La guerre au Moyen-Orient vide les réserves pétrolières mondiales à un rythme inédit
En avril, les stocks ont plongé de près de 200 millions de barils, et l’OPEP produit au plus bas depuis 1990, malgré une demande effondrée.
Le mois d’avril a marqué un sommet paradoxal dans l’histoire pétrolière : les réserves mondiales de brut ont subi une contraction record, de l’ordre de 200 millions de barils, soit 6,6 millions de barils par jour, selon les données de S&P Global Energy. Ce chiffre n’a d’équivalent que par son ampleur, alors même que la demande, asphyxiée par la flambée des prix, s’effondrait de près de 5 millions de barils quotidiens – la chute la plus brutale hors pandémie. Le conflit entre les États-Unis et l’Iran, en provoquant le blocage de facto du détroit d’Ormuz, a tari les flux en provenance du Golfe, conduisant à un déstockage accéléré qui vide les capacités de stockage terrestres et maritimes. Les analystes, tel Jim Burkhard de S&P, estiment que le marché a ainsi perdu un milliard de barils depuis le début des hostilités, ramenant les réserves mondiales à leur plus bas niveau en huit ans, selon Goldman Sachs.

[Données sources]
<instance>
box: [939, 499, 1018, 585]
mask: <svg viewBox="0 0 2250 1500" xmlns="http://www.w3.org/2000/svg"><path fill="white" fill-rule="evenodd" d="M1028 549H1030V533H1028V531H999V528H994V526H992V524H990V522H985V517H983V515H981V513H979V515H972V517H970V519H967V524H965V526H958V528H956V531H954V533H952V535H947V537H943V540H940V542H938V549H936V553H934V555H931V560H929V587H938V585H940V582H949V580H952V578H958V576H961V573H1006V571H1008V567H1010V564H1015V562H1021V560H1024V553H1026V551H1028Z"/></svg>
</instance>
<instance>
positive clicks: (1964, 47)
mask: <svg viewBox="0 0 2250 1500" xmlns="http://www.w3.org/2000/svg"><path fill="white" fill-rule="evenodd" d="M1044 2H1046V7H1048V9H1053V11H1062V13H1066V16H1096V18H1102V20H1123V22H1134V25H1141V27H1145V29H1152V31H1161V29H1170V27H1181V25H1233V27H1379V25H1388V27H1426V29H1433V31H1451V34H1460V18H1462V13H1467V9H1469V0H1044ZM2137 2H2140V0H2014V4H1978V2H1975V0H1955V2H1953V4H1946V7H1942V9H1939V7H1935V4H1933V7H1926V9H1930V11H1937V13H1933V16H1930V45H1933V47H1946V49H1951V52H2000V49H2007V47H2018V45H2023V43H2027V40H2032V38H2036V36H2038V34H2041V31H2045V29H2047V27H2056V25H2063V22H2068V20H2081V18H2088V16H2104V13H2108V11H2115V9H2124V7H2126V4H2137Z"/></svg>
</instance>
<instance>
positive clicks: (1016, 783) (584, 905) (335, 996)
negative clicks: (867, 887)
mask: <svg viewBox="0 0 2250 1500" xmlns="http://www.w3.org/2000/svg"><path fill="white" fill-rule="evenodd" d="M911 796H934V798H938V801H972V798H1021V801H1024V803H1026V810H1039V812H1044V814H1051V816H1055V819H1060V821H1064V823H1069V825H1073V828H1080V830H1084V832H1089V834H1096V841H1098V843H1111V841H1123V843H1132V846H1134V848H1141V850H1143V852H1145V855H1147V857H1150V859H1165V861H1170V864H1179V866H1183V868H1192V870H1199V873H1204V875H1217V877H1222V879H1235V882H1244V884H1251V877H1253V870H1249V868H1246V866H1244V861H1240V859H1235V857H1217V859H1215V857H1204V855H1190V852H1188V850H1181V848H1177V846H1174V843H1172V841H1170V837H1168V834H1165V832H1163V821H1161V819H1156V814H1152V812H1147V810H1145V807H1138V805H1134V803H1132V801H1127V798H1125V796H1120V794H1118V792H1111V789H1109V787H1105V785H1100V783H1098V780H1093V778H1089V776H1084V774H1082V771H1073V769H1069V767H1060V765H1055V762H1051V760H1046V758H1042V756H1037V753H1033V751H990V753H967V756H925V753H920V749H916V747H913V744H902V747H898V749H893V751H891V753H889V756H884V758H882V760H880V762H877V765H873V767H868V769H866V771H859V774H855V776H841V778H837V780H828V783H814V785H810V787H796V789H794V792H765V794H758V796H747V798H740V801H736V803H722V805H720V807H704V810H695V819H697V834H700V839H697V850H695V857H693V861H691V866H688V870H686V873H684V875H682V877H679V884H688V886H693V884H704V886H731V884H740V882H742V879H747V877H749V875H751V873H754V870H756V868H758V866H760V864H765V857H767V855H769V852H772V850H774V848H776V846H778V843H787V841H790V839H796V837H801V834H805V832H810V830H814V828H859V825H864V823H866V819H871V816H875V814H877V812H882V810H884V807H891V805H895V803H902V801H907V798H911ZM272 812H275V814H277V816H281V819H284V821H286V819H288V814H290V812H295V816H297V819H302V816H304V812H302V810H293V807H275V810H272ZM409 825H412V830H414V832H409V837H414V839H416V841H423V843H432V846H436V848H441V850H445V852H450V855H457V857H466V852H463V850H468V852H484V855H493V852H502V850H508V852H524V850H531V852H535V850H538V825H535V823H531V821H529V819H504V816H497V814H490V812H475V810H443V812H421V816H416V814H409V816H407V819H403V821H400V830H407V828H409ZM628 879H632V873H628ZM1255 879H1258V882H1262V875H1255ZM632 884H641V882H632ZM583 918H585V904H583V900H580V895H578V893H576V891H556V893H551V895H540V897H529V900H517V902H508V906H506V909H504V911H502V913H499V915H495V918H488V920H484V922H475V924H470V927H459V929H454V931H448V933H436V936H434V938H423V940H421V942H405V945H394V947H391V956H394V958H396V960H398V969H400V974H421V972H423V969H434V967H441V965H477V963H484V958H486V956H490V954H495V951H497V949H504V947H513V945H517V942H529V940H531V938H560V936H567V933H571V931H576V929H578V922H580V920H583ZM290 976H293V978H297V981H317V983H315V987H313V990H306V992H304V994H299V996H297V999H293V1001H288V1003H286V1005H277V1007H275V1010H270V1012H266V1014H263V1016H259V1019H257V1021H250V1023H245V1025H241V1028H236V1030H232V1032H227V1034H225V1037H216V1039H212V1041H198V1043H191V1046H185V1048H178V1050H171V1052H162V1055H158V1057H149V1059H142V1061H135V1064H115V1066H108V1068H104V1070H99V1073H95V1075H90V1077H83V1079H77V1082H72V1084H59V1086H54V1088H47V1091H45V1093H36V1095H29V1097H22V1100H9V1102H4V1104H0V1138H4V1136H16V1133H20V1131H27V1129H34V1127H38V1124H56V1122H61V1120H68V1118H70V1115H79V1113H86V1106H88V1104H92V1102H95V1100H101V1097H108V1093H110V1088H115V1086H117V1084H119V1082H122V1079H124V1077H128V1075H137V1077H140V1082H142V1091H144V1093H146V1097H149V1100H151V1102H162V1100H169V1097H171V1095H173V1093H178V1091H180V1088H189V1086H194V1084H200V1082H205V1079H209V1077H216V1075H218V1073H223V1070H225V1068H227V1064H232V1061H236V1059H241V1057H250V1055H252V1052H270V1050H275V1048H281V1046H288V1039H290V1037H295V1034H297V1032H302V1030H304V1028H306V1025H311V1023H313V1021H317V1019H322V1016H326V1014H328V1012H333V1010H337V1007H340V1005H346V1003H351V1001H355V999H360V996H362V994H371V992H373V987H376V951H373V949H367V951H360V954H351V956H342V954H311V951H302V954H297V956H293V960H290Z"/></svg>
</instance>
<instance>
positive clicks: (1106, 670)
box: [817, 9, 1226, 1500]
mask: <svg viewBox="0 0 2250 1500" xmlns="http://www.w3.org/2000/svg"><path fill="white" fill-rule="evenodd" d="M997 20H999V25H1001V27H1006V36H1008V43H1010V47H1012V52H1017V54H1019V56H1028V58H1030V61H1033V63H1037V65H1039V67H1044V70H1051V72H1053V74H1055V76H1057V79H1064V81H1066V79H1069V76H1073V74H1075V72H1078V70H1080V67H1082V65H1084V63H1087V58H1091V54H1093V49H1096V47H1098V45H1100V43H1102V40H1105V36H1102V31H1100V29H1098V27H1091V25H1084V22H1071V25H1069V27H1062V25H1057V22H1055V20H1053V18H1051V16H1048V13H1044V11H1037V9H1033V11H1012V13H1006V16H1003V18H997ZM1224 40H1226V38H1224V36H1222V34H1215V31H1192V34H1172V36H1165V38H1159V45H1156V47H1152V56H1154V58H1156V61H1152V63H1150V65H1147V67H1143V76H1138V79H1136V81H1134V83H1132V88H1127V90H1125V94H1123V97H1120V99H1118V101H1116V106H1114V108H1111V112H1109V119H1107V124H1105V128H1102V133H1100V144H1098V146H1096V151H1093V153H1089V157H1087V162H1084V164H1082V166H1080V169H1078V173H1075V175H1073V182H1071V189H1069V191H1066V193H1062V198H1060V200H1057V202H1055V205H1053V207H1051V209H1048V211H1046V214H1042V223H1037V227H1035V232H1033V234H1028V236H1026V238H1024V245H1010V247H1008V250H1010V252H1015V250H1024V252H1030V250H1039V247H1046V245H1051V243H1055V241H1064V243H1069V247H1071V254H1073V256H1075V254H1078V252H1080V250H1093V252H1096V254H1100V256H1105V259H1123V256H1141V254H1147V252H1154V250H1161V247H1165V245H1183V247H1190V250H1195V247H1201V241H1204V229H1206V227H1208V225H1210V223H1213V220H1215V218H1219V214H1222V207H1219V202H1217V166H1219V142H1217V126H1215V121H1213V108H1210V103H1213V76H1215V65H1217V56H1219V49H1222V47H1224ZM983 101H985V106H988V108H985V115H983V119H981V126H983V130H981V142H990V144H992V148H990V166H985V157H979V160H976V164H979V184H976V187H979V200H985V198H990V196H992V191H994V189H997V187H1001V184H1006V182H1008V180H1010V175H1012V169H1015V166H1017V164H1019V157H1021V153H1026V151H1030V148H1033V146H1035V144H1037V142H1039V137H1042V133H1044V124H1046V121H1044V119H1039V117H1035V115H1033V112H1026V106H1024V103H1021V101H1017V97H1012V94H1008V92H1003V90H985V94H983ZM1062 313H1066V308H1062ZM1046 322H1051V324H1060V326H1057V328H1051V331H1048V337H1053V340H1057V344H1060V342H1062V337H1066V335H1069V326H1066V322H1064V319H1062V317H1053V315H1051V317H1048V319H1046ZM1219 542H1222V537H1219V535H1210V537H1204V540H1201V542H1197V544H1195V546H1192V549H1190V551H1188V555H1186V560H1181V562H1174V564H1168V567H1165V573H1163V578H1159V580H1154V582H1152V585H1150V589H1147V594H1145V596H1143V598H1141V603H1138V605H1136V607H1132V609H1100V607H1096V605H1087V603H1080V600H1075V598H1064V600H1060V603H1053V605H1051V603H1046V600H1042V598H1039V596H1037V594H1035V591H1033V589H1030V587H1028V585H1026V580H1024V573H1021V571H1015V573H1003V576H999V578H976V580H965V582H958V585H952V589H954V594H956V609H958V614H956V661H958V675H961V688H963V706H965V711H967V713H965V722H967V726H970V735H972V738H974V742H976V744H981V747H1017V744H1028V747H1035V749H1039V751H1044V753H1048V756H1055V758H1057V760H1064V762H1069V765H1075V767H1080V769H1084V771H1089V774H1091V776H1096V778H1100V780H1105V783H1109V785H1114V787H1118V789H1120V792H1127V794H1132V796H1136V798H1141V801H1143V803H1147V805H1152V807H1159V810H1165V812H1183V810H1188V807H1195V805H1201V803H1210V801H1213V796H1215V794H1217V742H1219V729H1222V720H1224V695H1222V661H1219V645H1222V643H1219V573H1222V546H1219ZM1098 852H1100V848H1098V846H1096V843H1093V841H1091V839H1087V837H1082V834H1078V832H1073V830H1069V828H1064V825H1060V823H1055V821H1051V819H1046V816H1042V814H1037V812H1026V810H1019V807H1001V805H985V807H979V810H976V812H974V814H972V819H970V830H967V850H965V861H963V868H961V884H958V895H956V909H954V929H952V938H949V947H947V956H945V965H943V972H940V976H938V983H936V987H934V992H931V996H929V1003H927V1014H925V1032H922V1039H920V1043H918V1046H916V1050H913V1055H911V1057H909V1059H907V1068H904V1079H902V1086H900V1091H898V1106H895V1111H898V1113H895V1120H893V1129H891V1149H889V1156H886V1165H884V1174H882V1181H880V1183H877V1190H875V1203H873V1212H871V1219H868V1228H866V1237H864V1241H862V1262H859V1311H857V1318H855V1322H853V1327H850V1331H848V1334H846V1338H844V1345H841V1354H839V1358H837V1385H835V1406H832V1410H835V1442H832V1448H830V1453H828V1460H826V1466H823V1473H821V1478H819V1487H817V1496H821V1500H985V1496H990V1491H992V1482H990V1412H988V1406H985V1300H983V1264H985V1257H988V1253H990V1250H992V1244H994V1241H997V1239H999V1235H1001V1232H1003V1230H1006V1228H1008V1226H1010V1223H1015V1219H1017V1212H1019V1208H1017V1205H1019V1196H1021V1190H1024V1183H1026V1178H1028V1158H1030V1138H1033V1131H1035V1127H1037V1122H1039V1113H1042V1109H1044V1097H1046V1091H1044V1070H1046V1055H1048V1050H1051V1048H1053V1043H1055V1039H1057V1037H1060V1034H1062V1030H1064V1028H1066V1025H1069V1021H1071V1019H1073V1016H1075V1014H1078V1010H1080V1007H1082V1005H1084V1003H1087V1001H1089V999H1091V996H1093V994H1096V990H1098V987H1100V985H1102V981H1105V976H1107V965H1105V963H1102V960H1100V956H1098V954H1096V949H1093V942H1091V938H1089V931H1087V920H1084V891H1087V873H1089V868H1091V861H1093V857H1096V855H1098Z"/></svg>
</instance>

## Questions à traiter
**a)** Résumez en deux phrases le texte sur les réserves pétrolières mondiales, s'il vous plaît.
**b)** Reprenez le texte sur les réserves pétrolières mondiales à partir de sa dernière phrase.
Ce matériel n'est pas nécessaire pour les tâches.

## Réponses par tâche
**a)** En avril, les réserves mondiales de brut ont reculé d'environ 200 millions de barils, soit 6,6 millions de barils par jour selon S&P Global Energy, alors même que la demande chutait de près de 5 millions de barils quotidiens. Le conflit entre les États-Unis et l'Iran a bloqué de facto le détroit d'Ormuz et tari les flux du Golfe, si bien que le marché aurait perdu un milliard de barils depuis le début des hostilités, ce qui ramène les réserves mondiales à leur plus bas niveau en huit ans.

**b)**
Dans ce contexte, l’Organisation des pays exportateurs de pétrole (OPEP) a vu sa production tomber à 20,55 millions de barils par jour en avril, son plancher depuis 1990. Le recul de 420 000 barils par jour cache des disparités régionales sévères : le Koweït, privé de ses débouchés maritimes, a réduit son extraction de près de 470 000 barils, pour tomber à 800 000 barils quotidiens – moins du tiers de son niveau d’avant-crise. L’Iran, également frappé, subit les conséquences directes de l’embargo américain renforcé. La paralysie d’Ormuz, artère vitale pour le pétrole du Golfe, transforme chaque baril produit en un enjeu stratégique. Pour les pays africains francophones importateurs comme le Sénégal ou la Côte d’Ivoire, la flambée du prix du brut creuse les déficits commerciaux et menace les équilibres budgétaires, tandis que les raffineries européennes, notamment en Belgique et en France, voient leurs approvisionnements se raréfier.
Ce tableau déjà sombre s’assombrit encore avec l’annonce, le 1er mai, du retrait des Émirats arabes unis de l’OPEP et de l’OPEP+. Troisième producteur de l’organisation, Abou Dhabi avait déjà limité sa production avant la guerre ; sa défection fragilise un cartel déjà divisé et pourrait inciter d’autres membres à suivre la même voie, notamment en Afrique où le Nigeria et l’Angola peinent à respecter leurs quotas. La fin du conflit ne suffira pas à rétablir l’équilibre : la reprise de l’extraction koweïtienne et iranienne butera sur des infrastructures endommagées, tandis que les réserves stratégiques américaines, déjà entamées, ne pourront amortir un nouveau choc. Le marché entre dans une zone inconnue, où l’offre et la demande reculent simultanément à des rythmes jamais vus, faisant de la sécurité énergétique une préoccupation centrale pour l’Europe, le Canada et les économies émergentes.